_PROBLEMS TO SOLVE_.
1: Based on the passage about Dante's Inferno, answer yes or no to each statement below and quote the words from the passage that decide it. (a) The story opens on Good Friday of the year 1300. (b) The lustful are punished by being stung by insects. (c) The passage presents Hell as a straightforward place of flames and dancing devils.
2: Translate this sentence from the passage about Dante's Inferno into Spanish: "Instead, it's a multi-tiered carnival of horrors, where different sins are punished with different means."

_EXTRACT_.
━━━━━━━━

The date is Good Friday of the year 1300, and Dante is lost in a creepy dark forest, being assaulted by a trio of beasts who symbolize his own sins. But suddenly he is rescued ("Not man; man I once was") by the legendary poet Virgil, who takes the despondent Dante under his wing -- and down into Hell.

But this isn't a straightforward hell of flames and dancing devils. Instead, it's a multi-tiered carnival of horrors, where different sins are punished with different means. Opportunists are forever stung by insects, the lustful are trapped in a storm, the greedy are forced to battle against each other, and the violent lie in a river of boiling blood, are transformed into thorn bushes, and are trapped on a volcanic desert.

If nothing else makes you feel like being good, then "The Inferno" might change your mind. The author loads up his "Inferno" with every kind of disgusting, grotesque punishment that you can imagine -- and it's all wrapped up in an allegorical journey of humankind's redemption, not to mention dissing the politics of Italy and Florence.

━━━━━━━━

(Region segmentation data)
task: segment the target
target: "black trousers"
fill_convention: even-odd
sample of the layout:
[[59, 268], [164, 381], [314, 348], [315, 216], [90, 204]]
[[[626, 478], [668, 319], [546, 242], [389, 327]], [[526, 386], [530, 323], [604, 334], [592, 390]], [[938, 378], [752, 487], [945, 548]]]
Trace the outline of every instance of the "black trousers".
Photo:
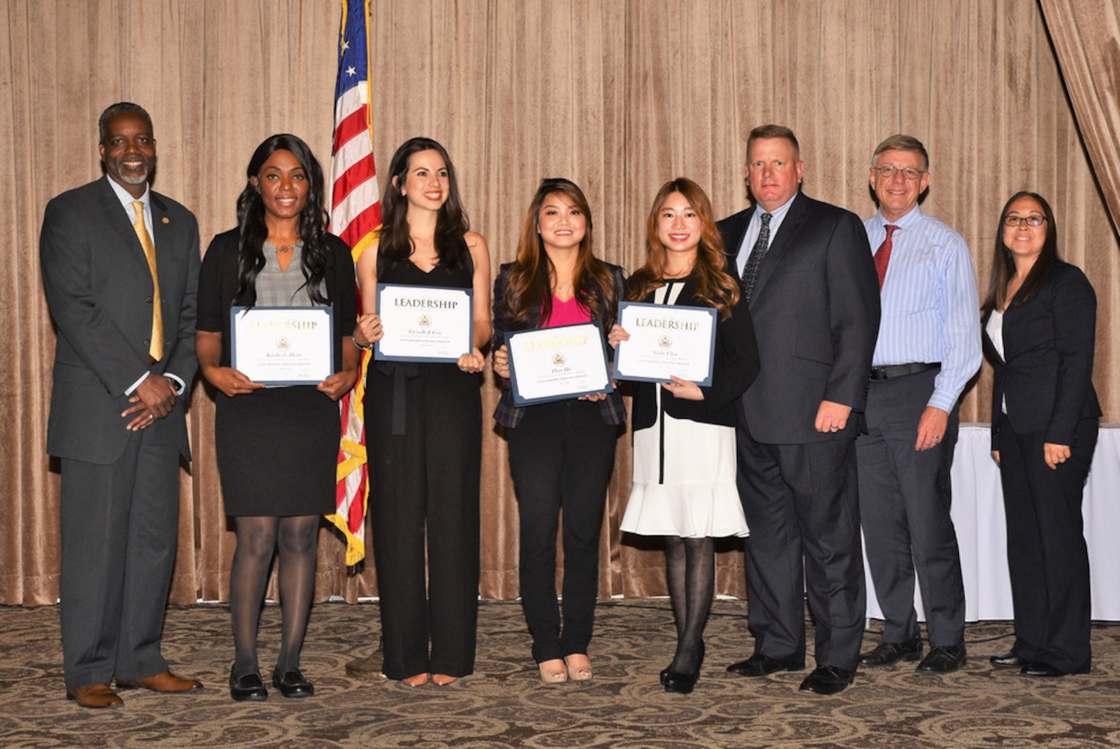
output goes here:
[[804, 662], [808, 589], [816, 665], [855, 671], [867, 610], [855, 440], [764, 444], [741, 425], [735, 436], [755, 652]]
[[[366, 380], [384, 674], [466, 676], [475, 666], [478, 620], [479, 377], [454, 364], [408, 369], [398, 383], [370, 367]], [[403, 434], [393, 434], [398, 384]]]
[[1018, 434], [999, 422], [1000, 480], [1007, 514], [1007, 565], [1015, 610], [1012, 652], [1072, 674], [1089, 671], [1089, 551], [1081, 500], [1096, 448], [1095, 419], [1082, 419], [1072, 456], [1043, 459], [1045, 432]]
[[[183, 418], [178, 408], [170, 419]], [[59, 599], [68, 689], [167, 671], [160, 636], [178, 539], [179, 450], [165, 427], [132, 432], [109, 465], [62, 460]]]
[[[599, 531], [618, 427], [599, 404], [558, 401], [525, 409], [508, 430], [521, 515], [521, 600], [536, 663], [587, 653], [599, 579]], [[557, 603], [557, 523], [563, 512], [563, 621]]]
[[949, 511], [950, 469], [960, 410], [949, 414], [941, 441], [915, 450], [917, 425], [933, 394], [936, 369], [872, 381], [867, 434], [856, 439], [859, 516], [867, 562], [885, 618], [883, 642], [917, 636], [914, 580], [922, 589], [930, 645], [964, 642], [964, 582]]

━━━━━━━━

_EXPECTED OUTPUTS_.
1:
(a) Yes: "The date is Good Friday of the year 1300"
(b) No: "the lustful are trapped in a storm"
(c) No: "But this isn't a straightforward hell of flames and dancing devils."

2: En cambio, es un carnaval de horrores de varios niveles, donde los distintos pecados se castigan con distintos medios.